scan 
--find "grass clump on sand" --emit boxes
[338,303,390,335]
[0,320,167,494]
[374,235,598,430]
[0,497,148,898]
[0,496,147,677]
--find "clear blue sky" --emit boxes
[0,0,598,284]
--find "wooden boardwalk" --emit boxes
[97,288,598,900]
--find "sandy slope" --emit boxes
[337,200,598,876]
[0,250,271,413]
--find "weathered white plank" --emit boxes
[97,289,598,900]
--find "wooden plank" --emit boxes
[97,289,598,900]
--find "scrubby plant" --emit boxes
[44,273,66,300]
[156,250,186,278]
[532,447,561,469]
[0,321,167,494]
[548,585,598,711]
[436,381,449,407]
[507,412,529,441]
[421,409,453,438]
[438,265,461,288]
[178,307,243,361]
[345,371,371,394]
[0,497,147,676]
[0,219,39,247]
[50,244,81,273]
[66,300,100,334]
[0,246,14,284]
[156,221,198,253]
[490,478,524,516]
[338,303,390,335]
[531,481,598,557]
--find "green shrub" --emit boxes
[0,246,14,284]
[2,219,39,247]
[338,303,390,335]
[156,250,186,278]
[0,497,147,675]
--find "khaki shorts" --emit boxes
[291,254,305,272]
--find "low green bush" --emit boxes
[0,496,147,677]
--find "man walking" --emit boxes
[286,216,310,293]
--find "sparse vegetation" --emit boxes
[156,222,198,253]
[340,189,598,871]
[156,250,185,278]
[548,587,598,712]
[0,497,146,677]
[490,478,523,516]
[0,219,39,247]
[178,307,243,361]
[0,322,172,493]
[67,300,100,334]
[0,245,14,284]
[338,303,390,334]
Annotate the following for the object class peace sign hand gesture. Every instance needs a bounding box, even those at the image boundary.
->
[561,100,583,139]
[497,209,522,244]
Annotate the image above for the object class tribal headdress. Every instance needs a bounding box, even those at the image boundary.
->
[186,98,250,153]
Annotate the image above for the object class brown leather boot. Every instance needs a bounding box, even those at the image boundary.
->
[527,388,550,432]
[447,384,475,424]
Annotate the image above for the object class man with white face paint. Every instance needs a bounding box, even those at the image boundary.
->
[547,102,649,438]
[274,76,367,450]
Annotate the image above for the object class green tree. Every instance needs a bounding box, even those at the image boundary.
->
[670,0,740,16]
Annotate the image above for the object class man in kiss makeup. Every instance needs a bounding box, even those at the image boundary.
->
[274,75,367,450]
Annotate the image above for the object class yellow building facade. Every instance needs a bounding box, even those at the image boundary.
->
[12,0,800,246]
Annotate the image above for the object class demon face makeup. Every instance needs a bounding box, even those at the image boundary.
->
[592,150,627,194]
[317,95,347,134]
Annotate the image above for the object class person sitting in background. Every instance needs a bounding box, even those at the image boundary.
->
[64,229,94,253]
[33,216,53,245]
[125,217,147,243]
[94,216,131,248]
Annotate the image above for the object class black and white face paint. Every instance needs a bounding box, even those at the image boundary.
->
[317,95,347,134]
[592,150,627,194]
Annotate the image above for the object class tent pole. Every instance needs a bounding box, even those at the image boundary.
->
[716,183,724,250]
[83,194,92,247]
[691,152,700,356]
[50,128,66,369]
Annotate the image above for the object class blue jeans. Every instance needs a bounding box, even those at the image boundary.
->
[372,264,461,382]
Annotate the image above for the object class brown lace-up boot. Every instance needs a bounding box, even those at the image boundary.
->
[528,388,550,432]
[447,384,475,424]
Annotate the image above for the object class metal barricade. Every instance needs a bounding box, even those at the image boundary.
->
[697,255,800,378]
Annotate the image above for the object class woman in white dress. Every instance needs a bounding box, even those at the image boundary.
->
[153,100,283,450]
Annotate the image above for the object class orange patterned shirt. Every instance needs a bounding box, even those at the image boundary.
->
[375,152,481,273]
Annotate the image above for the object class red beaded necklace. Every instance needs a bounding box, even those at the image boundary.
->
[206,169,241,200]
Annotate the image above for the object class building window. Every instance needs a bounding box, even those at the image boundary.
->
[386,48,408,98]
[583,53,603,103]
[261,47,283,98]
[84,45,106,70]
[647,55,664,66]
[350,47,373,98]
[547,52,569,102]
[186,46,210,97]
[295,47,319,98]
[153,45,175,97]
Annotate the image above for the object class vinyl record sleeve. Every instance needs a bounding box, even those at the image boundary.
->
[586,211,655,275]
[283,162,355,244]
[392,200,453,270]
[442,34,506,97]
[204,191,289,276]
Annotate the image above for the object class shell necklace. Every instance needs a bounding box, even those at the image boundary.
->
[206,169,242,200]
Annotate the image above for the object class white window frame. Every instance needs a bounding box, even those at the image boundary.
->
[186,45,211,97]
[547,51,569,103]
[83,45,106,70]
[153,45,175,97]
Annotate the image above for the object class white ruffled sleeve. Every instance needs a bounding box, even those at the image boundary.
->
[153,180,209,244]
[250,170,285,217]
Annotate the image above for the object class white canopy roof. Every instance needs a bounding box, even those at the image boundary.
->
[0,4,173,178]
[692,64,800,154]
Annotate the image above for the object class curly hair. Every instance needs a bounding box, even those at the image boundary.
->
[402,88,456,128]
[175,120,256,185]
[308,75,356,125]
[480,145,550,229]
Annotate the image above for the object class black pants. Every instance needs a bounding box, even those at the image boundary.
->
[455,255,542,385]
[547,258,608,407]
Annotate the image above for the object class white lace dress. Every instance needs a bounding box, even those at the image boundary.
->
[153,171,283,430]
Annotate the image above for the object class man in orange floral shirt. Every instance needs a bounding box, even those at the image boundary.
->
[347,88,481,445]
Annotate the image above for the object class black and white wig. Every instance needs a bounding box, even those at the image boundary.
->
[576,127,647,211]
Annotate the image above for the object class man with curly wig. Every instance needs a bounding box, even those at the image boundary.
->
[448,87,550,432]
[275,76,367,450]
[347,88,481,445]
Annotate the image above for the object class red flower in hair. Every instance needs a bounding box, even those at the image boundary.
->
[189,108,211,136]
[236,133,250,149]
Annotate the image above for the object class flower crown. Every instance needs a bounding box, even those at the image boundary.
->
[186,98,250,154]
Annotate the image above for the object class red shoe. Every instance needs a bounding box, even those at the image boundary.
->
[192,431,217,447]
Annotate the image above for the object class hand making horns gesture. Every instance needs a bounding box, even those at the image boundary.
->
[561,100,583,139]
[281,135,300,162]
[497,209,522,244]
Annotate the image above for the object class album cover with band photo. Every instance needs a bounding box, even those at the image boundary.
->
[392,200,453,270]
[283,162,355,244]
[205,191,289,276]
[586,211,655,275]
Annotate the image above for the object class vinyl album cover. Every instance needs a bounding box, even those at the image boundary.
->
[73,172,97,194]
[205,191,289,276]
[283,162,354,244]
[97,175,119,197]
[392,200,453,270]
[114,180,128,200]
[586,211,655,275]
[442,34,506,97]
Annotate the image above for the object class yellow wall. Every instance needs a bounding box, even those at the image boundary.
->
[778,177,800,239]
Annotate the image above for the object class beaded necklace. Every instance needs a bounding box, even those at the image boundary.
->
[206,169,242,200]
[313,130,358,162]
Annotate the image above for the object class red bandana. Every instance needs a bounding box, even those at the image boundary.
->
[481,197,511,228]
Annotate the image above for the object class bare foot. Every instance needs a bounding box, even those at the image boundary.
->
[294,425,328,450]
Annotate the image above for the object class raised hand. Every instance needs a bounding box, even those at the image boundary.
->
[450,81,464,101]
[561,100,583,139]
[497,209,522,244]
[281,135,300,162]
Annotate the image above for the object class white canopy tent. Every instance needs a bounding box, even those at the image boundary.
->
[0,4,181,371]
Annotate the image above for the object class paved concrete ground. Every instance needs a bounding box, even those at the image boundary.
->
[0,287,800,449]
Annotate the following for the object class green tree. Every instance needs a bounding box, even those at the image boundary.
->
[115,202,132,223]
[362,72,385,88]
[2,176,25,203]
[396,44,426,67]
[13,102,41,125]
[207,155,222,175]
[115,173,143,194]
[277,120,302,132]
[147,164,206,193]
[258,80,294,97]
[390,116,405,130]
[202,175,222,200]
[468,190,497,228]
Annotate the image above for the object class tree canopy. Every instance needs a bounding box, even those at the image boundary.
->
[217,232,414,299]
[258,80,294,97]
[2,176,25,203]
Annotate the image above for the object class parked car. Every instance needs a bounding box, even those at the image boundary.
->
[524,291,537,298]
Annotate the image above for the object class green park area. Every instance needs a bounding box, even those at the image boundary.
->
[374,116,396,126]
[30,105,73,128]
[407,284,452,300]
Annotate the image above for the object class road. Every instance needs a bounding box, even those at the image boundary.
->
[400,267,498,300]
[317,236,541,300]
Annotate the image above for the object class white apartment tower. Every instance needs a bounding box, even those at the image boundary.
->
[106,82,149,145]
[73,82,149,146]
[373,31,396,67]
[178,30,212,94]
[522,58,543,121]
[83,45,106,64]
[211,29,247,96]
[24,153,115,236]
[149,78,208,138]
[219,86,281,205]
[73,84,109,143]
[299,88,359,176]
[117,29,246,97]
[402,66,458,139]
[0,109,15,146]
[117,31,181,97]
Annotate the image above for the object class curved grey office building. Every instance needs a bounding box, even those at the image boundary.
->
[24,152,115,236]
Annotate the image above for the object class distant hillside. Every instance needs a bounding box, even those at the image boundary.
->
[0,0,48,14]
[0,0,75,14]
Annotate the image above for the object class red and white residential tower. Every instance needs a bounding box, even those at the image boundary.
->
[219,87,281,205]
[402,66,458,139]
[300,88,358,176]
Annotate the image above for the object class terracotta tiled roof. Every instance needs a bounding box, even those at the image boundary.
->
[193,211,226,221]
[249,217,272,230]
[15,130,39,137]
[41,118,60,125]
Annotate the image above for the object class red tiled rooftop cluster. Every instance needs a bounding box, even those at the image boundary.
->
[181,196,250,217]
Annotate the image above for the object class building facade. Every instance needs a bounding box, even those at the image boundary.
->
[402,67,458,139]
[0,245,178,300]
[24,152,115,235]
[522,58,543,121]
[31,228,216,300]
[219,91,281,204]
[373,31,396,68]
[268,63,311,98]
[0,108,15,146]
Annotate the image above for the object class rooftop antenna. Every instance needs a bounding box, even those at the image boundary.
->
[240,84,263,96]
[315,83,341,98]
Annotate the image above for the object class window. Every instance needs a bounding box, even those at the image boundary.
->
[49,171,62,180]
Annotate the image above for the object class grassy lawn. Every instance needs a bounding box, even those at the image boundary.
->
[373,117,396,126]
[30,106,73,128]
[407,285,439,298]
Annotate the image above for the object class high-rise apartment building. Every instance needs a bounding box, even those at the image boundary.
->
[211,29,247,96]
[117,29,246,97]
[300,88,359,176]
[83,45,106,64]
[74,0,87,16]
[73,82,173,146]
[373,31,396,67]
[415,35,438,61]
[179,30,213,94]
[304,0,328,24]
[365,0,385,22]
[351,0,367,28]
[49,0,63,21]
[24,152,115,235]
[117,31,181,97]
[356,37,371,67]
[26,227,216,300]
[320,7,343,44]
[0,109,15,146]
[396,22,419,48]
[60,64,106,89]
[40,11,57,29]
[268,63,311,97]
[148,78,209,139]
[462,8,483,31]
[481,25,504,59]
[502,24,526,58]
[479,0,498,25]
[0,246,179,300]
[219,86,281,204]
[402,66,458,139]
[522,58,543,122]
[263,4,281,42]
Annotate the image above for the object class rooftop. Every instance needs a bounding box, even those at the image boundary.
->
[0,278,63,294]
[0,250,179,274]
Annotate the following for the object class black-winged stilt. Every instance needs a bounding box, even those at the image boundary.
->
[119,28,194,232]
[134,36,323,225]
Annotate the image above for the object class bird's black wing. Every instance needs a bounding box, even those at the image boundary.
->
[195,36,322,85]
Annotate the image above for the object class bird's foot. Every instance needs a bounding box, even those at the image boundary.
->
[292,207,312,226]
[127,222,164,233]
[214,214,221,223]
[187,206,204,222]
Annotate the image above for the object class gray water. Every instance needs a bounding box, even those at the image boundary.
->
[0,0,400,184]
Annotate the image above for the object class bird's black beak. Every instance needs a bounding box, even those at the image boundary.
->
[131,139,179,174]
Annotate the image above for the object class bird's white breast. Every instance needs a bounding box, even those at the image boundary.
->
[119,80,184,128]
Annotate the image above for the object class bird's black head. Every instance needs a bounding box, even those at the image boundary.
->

■ **EXERCISE OBJECTIVE**
Convert everything from the start of the material down to the line containing "[97,288,598,900]" into a JSON list of strings, one string per line, with blank lines left out.

■ **THE SOLUTION**
[
  "scan ",
  "--find \"grass clump on sand\" --emit boxes",
  "[338,303,390,335]",
  "[0,320,167,494]",
  "[374,235,598,430]",
  "[0,497,148,898]",
  "[0,496,147,677]",
  "--find \"clear blue sky\" --emit boxes",
  "[0,0,598,284]",
  "--find \"wooden boardwalk\" --emit boxes",
  "[97,288,598,900]"
]